**What is expected:**
Retype all of the records precisely.

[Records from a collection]

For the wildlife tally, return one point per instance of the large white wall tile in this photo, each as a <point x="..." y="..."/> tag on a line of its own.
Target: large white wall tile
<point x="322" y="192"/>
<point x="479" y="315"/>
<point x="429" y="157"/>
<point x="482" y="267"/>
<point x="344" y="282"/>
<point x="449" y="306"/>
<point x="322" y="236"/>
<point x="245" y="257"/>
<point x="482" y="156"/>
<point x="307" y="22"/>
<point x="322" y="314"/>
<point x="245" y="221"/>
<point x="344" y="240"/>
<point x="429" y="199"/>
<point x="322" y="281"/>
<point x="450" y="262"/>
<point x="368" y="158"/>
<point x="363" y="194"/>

**Result of this exercise:**
For the wildlife tally, return one point per instance of the large white wall tile in this photo, each as a <point x="..." y="..."/> tag on a line of its own.
Target: large white wall tile
<point x="322" y="192"/>
<point x="479" y="315"/>
<point x="429" y="157"/>
<point x="482" y="267"/>
<point x="344" y="282"/>
<point x="449" y="306"/>
<point x="322" y="236"/>
<point x="245" y="257"/>
<point x="482" y="156"/>
<point x="307" y="22"/>
<point x="322" y="314"/>
<point x="245" y="221"/>
<point x="344" y="240"/>
<point x="429" y="199"/>
<point x="322" y="281"/>
<point x="450" y="262"/>
<point x="368" y="158"/>
<point x="363" y="194"/>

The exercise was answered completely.